──────── INFORMATION SHOWN ────────

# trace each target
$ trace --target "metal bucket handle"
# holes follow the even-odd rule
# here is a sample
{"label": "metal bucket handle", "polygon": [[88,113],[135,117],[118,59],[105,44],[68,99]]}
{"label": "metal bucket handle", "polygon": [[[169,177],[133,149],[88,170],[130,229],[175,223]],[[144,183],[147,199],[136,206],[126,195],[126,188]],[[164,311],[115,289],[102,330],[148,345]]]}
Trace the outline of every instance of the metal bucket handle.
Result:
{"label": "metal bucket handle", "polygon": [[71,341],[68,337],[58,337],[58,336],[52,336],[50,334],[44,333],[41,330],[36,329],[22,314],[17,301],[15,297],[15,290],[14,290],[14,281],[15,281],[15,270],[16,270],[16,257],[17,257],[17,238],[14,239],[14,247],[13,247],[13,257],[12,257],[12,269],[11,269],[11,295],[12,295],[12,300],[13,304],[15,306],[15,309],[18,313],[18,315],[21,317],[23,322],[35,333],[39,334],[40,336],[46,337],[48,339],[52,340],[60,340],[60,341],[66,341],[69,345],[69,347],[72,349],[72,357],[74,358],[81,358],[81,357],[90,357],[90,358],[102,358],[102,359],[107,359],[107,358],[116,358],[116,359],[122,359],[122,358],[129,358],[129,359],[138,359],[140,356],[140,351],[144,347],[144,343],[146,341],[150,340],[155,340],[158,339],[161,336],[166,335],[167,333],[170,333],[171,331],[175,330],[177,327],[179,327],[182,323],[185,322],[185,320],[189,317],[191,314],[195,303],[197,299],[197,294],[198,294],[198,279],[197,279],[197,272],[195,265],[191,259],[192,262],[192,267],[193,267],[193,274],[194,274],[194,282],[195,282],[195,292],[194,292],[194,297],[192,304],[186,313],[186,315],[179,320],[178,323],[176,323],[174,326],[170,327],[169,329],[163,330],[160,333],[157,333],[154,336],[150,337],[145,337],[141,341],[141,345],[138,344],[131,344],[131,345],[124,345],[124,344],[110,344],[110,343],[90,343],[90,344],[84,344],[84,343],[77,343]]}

────────

> _WORK REQUIRED_:
Return the full listing. Keep each line exactly as it stands.

> _YOUR RESPONSE_:
# trace each target
$ trace --target "metal bucket handle"
# holes follow the even-odd rule
# here is a sample
{"label": "metal bucket handle", "polygon": [[88,113],[135,117],[118,59],[105,44],[68,99]]}
{"label": "metal bucket handle", "polygon": [[[169,177],[133,149],[88,170],[130,229],[175,223]],[[144,183],[147,199],[136,206],[126,195],[126,188]],[[164,311],[115,289],[102,330],[148,345]]]}
Trace the outline of every instance of the metal bucket handle.
Result:
{"label": "metal bucket handle", "polygon": [[71,341],[68,337],[58,337],[58,336],[52,336],[50,334],[44,333],[41,330],[36,329],[22,314],[17,301],[15,297],[15,290],[14,290],[14,281],[15,281],[15,270],[16,270],[16,257],[17,257],[17,238],[14,239],[14,247],[13,247],[13,257],[12,257],[12,269],[11,269],[11,295],[12,295],[12,300],[13,304],[15,306],[15,309],[18,313],[18,315],[21,317],[23,322],[35,333],[39,334],[40,336],[46,337],[48,339],[52,340],[60,340],[60,341],[66,341],[69,345],[69,347],[72,349],[72,357],[74,358],[81,358],[81,357],[90,357],[90,358],[102,358],[102,359],[107,359],[107,358],[116,358],[116,359],[122,359],[122,358],[129,358],[129,359],[138,359],[140,356],[140,351],[144,347],[144,343],[146,341],[150,340],[155,340],[158,339],[161,336],[166,335],[167,333],[170,333],[171,331],[175,330],[177,327],[179,327],[182,323],[185,322],[185,320],[189,317],[191,314],[195,303],[197,299],[197,294],[198,294],[198,279],[197,279],[197,272],[195,265],[191,259],[192,262],[192,267],[193,267],[193,274],[194,274],[194,282],[195,282],[195,292],[194,292],[194,297],[192,304],[186,313],[186,315],[179,320],[178,323],[176,323],[174,326],[170,327],[169,329],[163,330],[160,333],[157,333],[154,336],[150,337],[145,337],[141,341],[141,345],[138,344],[131,344],[131,345],[124,345],[124,344],[110,344],[110,343],[90,343],[90,344],[84,344],[84,343],[77,343]]}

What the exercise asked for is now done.